■ SET PROBLEM A
In the family violence news page below, where does the One in Three Campaign currently post many more news articles than it does on that page?
■ SET PROBLEM B
Write the next part of the family violence news page below, carrying on from its final sentence.

■ QUOTED PASSAGE
__________

One in three victims of family violence are male

News articles about family violence

News articles about family violence

This page contains a selection of recent news articles and commentary about male victims of violence and abuse plus related issues. These articles are presented as a community service, and do not necessarily reflect the views of the One in Three Campaign.

Please send any relevant news articles to us by clicking here and we will post them on this page.

Due to lack of resources, we currently post many more news articles on our Facebook page than we do here.

 

Power and control; breaking the cycle of silence « Karen Woodall

Working in the field of family separation it is never possible to be far away from the problem of domestic violence. Whether it be an issue which is real or alleged or an issue which is under or over reported, family separation and domestic violence appear, at least from the stories we are told, to go hand in hand.

In many ways the issue of domestic violence is a thorny one within the overall landscape of family separation. For some, domestic violence is at the heart of family separation and must drive all policy and practice around it, for others it is a problem which causes false allegations and is used as a tool to prevent relationships between children and a parent (usually a father). For practitioners who work with family separation, understanding domestic violence and the way in which it is responded to is a serious business. Serious because it can, at the outer extremes, mean the difference between life and death for parents and children or the complete and utter destruction of the relationship between parents and children through false allegations. Either way, domestic violence is an issue that must be taken seriously across all of its manifestations.

__________

■ SUPPLIED INFORMATION
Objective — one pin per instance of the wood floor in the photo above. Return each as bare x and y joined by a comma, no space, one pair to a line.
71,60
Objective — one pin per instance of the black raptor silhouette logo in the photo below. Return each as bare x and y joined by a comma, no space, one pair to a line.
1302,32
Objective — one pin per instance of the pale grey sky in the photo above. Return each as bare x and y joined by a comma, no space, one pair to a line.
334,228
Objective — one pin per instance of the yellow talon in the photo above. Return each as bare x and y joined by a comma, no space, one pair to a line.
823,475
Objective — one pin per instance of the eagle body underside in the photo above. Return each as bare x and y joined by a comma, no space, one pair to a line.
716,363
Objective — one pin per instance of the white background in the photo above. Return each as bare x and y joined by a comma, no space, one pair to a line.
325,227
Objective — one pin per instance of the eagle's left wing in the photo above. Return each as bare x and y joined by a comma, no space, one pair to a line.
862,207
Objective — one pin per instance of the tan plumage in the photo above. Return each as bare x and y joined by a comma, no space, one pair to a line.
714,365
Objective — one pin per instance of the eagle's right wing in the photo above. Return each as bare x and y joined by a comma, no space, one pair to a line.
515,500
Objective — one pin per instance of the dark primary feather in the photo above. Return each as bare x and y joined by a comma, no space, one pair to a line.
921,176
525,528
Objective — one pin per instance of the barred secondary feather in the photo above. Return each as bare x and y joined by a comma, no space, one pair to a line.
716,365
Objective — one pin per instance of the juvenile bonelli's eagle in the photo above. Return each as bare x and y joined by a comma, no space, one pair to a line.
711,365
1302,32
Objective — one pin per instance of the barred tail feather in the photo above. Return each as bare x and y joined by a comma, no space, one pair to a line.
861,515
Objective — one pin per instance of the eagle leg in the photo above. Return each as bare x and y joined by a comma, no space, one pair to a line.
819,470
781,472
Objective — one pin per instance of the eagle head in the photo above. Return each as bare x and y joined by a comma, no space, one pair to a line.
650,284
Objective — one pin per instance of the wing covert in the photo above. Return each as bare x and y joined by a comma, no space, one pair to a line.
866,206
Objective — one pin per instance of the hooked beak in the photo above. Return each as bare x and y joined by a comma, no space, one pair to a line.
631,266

__________

■ EXERCISE OUTPUT A
On its Facebook page.

■ EXERCISE OUTPUT B
Taking domestic violence seriously however does not necessarily mean having to listen to the exhortations of the domestic violence lobby groups. These groups, made up as they are of women (and some men) who believe that domestic violence is only to be understood within a paradigm of patriarchal control, are extremely powerful and determined in their arguments. The core thrust of these being that violence is an issue which is created within a society dominated by patriarchal power and control over women and that liberation from this requires a zero tolerance towards any act of domestic violence across the universe.

For these groups, domestic violence is primarily viewed as being an issue which is perpetrated by men against women and the response to this is to treat every act of violence as a danger signal of the highest magnitude. For these groups, educating women to understand their conflicted relationships within an understanding of being oppressed, is key to liberating them from the dynamic that puts them in danger from ‘their perpetrator’, the use of the possessive term in this culture being akin to the way in which survivors refer to people who abused them as being ‘my abuser.’

But domestic violence does not have to be considered in this way for it to be taken seriously and in fact, to pursue an understanding of domestic violence in this one, narrow focused way, can put men, women and children at serious risk of harm. There is a huge body of research, both in this country and across the world, which has focused upon a much more nuanced understanding of the ways in which violence in families is present during and after separation and it seems vital, to me, that in working with family separation it is to this, more sophisticated way of understanding and responding that we look for guidance to our own policy and practice development.

I am aware however that the domestic violence lobby has a massive amount of power over the support services that are supposed to assist separating families in this country and that to challenge this is often to be viewed as putting women and children in danger. Before I go on to discuss the different ways of understanding and responding to the problem of domestic or family violence as I prefer to call it, let me explain why reliance upon the narrow focused approach taken by many in this country puts children in danger.

The report 29 Child Homicides was written by Women’s Aid in 2004i This report is widely circulated around the support services to separated families as ‘evidence’ for the need for strong and restrictive safeguarding proceedings when working with families where domestic violence is any issue, its focus being upon raising issues of concern about contact being given to fathers who went on to kill their children as a result.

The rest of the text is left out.